> **PASSAGE CHOISI**:
———

Avec l’obligation du tri des déchets organiques à partir de janvier 2024, la production de biogaz via la méthanisation possède un gigantesque potentiel. Concrètement, on estime qu’une tonne de biodéchets peut produire 100m3 de biométhane donc, avec un gisement national de déchets organiques estimé entre 12 et 18 millions de tonnes par an, la méthanisation à de l’avenir.

Sur le papier, la production de biométhane est un concept extrêmement intéressant pour la transition écologique. Dans une logique propre à l’économie circulaire, ce procédé permet de valoriser les biodéchets et les effluents d’élevage afin d’en tirer deux choses. D’abord, du biogaz qui peut être injecté dans le réseau de gaz domestique où servir à alimenter des véhicules roulant au bioGNV. Ensuite, un digestat qui permet de fertiliser les cultures et venir en complément ou en substitut des engrais traditionnels. On transforme ainsi des déchets en ressources et cela permet aux agriculteurs de diversifier leurs revenus.

———

> **CONSIGNE**: Rédigez la suite du passage sur la méthanisation, en reprenant juste après sa dernière phrase. Les lignes qui suivent n'ont aucun lien avec le passage sur la méthanisation.

[Données collectées]
———

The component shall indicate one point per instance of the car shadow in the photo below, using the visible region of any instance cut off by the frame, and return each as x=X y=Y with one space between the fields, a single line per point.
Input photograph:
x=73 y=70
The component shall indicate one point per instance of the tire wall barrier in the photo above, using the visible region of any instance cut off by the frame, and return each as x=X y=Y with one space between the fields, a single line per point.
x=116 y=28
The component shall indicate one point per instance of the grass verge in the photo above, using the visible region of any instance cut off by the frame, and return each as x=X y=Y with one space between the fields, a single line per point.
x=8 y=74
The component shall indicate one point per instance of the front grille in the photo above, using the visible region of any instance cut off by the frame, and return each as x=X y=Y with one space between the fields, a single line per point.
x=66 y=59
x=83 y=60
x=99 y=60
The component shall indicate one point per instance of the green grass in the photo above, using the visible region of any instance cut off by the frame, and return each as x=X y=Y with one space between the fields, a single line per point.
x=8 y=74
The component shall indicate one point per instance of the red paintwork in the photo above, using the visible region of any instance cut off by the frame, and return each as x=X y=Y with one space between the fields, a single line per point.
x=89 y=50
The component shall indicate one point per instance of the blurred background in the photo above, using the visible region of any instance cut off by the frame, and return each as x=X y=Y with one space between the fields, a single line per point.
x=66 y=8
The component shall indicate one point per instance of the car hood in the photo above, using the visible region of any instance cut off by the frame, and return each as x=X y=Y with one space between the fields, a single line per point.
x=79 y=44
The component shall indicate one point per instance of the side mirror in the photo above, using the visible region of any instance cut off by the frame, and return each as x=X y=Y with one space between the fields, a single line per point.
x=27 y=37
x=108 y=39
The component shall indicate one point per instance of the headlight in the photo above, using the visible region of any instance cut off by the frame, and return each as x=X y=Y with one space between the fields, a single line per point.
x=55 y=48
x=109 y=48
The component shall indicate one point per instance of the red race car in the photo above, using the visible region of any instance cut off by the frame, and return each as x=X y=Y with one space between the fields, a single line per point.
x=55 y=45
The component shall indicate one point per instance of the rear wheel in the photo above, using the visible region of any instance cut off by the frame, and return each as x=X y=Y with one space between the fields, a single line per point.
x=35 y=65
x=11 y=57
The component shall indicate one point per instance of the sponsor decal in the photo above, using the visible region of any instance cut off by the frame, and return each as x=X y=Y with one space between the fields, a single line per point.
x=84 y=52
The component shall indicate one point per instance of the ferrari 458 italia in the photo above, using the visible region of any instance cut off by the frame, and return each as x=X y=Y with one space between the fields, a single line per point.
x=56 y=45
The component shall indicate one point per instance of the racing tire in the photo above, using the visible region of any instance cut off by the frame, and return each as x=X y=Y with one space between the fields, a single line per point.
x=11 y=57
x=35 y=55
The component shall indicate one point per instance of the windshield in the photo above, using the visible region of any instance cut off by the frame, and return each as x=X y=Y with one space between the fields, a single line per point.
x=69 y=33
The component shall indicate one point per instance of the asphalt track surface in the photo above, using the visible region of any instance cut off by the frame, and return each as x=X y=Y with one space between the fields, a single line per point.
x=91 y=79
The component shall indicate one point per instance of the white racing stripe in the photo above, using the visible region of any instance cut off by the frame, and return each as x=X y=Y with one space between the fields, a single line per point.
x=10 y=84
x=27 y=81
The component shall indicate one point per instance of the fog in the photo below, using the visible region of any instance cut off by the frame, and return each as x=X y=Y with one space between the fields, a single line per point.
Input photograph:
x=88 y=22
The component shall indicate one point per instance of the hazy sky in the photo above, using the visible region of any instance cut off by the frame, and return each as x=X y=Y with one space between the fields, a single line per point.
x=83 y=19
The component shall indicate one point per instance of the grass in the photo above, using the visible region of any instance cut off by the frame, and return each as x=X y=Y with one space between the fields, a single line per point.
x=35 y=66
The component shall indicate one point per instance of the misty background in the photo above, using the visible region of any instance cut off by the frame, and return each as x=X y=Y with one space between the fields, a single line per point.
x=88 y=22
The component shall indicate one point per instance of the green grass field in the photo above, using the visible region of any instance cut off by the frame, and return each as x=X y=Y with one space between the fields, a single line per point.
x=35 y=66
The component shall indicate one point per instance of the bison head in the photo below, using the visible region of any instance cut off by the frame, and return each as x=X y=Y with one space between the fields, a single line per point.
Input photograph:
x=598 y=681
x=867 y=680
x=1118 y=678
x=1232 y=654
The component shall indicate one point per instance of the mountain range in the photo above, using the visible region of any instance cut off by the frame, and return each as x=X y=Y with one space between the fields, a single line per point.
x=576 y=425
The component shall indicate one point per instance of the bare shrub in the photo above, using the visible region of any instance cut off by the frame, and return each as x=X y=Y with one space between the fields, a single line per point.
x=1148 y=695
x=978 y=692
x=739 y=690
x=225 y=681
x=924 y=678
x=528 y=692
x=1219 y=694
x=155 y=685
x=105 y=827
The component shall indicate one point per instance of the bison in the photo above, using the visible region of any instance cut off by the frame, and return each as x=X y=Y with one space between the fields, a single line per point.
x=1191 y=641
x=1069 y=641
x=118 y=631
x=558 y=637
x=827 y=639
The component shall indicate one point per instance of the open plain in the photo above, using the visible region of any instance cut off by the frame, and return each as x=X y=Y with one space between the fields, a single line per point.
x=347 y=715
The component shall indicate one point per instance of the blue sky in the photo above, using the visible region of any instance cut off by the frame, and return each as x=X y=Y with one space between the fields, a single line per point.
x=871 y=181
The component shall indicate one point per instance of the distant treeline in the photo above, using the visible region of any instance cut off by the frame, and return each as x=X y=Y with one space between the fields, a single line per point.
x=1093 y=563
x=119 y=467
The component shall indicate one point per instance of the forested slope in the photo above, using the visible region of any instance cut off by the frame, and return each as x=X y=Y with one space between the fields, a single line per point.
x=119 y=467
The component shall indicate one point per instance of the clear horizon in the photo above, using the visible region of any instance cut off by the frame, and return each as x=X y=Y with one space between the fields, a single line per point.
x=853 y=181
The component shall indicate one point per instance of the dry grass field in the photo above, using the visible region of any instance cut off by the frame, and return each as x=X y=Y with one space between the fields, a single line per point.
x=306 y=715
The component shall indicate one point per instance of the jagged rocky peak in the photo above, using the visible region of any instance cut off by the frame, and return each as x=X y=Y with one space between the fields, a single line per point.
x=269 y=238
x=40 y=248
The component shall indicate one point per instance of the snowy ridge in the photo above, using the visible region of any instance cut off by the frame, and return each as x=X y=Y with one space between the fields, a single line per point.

———

> **RÉPONSE**:
Le secteur est en plein essor. Au 1er janvier 2023, on dénombrait 515 unités de méthanisation dans l’hexagone, dont 430 raccordées au réseau GRDF. Mais l’attrait pour cette technologie entraîne aussi des excès. Pollution des sols et des cours d’eau, intoxication et même explosion : ces dernières années, la production de biométhane par le monde agricole a été la cause de diverses pollutions environnementales en France et à l’étranger.

Par exemple, en août 2020, le méthaniseur industriel de Châteaulin, dans le Finistère, a déversé 400 m³ de digestat dans un cours d’eau. Un accident qui a rendu impropre à la consommation l’eau du robinet pour les habitants d’une cinquantaine de communes aux alentours. On retrouve des exemples de pollution similaires au niveau du lac de Lourden, dans les Landes, où encore dans les Ardennes où un méthaniseur a entraîné la pollution d’un cours d’eau sur 4,5 kilomètres.

C’est notamment la course à la productivité et la volonté de certains porteurs de projets de réaliser des économies d’échelle en proposant des projets toujours plus grands qui est la cause de ces excès. Dans les Pays de la Loire, par exemple, il existe un projet de méthanisation XXL qui souhaitait regrouper plus de 200 exploitations agricoles, là où les premières unités étaient généralement constituées localement par des grappes de 4 à 5 agriculteurs.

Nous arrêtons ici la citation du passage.